● Exercise prompt
Only the line containing "Query: parked car" and the lines after it, up to the end of the listing, should be written out, each exactly as given.

● Raw data
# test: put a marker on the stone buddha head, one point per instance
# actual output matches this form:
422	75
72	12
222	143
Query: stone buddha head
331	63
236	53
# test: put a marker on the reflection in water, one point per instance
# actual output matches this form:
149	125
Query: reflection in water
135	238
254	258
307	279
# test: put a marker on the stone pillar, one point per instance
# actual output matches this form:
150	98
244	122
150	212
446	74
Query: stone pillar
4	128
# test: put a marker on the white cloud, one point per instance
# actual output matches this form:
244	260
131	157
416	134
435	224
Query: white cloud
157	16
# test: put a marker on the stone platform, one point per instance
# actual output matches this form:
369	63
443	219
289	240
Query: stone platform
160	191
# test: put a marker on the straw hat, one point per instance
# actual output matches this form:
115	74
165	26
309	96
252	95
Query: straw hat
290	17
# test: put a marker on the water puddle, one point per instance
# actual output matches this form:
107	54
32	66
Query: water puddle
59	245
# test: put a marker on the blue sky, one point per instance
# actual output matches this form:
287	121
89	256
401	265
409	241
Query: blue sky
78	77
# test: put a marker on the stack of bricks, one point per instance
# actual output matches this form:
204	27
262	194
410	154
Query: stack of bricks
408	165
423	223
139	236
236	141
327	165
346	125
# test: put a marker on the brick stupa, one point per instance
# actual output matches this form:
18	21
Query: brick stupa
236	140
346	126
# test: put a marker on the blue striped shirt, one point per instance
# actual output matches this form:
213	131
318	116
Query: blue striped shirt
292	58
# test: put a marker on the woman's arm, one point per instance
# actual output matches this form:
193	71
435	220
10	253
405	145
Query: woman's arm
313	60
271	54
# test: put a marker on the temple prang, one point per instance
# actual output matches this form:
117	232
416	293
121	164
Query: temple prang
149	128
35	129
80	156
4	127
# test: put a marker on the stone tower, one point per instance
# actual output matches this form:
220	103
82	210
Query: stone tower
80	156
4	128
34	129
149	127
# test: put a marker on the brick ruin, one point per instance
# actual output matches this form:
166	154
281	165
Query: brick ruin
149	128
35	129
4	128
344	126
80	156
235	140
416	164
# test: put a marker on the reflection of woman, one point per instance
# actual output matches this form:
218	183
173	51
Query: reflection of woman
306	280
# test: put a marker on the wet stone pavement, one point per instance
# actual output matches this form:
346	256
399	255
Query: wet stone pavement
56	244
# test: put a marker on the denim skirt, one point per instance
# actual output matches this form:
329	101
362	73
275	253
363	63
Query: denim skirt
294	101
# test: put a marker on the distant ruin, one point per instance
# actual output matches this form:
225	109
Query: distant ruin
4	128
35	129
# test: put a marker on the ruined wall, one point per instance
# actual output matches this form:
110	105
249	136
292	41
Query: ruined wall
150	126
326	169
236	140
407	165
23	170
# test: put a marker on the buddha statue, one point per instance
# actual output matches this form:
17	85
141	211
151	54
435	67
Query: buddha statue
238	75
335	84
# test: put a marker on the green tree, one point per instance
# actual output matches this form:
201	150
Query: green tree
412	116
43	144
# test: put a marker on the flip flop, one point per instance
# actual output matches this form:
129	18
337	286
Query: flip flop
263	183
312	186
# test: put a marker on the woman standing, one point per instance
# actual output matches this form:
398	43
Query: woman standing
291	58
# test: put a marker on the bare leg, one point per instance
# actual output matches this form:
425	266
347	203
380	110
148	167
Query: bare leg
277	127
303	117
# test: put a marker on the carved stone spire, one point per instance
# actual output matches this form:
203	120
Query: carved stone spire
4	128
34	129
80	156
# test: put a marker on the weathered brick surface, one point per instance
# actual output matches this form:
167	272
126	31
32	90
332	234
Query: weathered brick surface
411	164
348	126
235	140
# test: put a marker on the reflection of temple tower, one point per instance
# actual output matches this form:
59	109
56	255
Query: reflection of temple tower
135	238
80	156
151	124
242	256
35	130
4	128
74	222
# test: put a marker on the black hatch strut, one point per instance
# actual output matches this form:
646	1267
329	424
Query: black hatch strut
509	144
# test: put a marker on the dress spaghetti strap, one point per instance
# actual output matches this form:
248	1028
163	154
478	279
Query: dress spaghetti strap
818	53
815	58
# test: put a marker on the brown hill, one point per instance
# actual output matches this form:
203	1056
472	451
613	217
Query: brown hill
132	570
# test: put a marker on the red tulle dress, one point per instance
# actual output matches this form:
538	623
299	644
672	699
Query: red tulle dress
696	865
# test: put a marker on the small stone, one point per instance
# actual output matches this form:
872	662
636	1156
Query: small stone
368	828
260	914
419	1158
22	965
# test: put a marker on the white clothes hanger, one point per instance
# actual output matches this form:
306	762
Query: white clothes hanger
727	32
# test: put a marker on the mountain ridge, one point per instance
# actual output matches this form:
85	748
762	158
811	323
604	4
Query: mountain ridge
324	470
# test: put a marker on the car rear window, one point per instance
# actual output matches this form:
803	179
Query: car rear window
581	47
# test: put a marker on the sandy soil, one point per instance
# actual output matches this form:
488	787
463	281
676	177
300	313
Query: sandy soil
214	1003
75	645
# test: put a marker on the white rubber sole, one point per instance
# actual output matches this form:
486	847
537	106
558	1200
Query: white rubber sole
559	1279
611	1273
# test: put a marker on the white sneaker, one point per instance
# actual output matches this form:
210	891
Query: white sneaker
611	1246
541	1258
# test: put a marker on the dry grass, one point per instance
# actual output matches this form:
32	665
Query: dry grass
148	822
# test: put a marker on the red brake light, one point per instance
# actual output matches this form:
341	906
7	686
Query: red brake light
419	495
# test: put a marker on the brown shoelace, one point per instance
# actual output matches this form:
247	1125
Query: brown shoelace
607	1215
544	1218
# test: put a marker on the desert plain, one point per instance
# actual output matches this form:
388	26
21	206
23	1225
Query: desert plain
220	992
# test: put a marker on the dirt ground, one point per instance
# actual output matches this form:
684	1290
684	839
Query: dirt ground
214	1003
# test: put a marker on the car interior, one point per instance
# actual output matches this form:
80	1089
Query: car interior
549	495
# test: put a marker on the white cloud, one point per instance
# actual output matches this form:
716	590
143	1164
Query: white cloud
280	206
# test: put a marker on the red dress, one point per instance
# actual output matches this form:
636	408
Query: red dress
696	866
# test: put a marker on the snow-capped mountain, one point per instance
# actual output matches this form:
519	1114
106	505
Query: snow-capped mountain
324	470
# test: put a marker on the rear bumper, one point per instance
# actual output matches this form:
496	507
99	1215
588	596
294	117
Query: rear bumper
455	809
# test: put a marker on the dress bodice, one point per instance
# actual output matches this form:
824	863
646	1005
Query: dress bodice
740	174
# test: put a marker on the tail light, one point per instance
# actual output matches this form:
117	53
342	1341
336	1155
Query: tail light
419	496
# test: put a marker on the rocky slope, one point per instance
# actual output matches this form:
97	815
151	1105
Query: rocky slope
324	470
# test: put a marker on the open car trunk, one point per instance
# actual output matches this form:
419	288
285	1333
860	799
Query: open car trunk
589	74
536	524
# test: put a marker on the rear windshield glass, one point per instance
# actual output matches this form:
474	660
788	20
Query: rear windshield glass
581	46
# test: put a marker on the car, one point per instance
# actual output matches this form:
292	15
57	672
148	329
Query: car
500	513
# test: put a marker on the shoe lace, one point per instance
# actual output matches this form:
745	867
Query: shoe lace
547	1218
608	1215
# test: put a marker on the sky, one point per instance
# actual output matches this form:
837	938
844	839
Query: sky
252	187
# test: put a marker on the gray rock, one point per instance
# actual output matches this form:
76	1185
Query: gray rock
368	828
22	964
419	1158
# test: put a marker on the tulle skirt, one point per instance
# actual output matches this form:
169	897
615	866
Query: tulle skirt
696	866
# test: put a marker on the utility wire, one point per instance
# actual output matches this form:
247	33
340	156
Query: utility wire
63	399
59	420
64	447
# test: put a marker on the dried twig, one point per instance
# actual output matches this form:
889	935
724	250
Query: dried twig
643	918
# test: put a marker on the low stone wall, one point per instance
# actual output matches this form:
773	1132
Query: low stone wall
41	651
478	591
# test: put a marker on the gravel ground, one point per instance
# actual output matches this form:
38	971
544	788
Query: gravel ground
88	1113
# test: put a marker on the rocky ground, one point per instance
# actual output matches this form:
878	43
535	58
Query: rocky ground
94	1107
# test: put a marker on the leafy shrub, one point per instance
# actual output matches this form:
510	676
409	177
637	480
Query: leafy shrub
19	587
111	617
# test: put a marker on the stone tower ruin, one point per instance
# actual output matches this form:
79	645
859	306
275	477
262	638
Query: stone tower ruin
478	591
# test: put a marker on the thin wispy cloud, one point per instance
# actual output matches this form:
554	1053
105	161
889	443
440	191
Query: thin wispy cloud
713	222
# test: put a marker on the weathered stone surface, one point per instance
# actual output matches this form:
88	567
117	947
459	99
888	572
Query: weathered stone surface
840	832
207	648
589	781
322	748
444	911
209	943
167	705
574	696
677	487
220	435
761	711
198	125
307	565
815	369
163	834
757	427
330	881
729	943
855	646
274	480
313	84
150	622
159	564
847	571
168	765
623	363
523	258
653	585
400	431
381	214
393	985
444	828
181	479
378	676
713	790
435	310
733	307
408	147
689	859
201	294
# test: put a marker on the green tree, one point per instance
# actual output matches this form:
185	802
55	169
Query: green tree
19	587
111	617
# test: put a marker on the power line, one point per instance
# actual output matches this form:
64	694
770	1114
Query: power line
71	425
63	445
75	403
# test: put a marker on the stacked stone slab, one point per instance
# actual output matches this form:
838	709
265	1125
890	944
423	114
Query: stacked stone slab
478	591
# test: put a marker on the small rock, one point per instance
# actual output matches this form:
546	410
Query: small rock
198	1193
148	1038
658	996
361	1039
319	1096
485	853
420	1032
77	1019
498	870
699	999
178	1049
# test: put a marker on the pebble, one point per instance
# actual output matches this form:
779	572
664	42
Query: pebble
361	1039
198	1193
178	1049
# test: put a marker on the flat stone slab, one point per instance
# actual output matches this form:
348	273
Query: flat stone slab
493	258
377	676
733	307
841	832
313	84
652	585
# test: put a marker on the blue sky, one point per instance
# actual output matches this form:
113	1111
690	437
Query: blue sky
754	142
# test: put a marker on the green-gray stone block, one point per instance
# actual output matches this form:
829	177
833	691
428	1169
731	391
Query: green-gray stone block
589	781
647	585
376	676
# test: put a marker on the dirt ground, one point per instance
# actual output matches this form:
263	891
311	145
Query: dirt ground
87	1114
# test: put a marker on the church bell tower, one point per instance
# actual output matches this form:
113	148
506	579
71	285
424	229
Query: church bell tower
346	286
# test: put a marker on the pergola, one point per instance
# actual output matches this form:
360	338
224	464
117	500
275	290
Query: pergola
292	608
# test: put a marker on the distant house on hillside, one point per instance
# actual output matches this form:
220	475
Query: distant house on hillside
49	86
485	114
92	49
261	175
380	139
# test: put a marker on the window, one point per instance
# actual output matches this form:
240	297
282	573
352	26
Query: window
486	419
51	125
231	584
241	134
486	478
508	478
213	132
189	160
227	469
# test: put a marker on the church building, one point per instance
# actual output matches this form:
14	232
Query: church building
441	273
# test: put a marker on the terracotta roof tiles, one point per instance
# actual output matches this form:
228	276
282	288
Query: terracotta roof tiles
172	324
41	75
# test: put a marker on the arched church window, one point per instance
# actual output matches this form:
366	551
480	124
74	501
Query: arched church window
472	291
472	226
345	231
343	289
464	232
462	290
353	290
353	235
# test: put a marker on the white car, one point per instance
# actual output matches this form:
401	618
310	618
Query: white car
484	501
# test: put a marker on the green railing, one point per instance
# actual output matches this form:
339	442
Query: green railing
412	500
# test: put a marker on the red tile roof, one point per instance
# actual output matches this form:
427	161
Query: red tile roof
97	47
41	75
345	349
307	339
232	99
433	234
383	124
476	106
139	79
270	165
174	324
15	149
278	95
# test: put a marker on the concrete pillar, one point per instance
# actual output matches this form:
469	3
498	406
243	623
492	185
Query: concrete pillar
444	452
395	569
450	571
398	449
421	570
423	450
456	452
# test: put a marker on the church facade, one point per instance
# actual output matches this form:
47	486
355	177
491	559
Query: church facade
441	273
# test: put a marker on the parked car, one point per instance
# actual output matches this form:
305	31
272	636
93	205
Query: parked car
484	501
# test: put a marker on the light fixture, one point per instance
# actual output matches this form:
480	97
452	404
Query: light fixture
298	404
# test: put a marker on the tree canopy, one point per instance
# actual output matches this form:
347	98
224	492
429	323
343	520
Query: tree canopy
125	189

● Answer box
Query: parked car
484	501
# test: put a marker on the light fixture, one point per instance
# actual output matches this form:
480	97
452	404
Query: light fixture
298	404
# test: put a marker on the tree canopy, one point per instance
# actual output matches this form:
347	98
224	492
429	323
343	520
Query: tree canopy
125	189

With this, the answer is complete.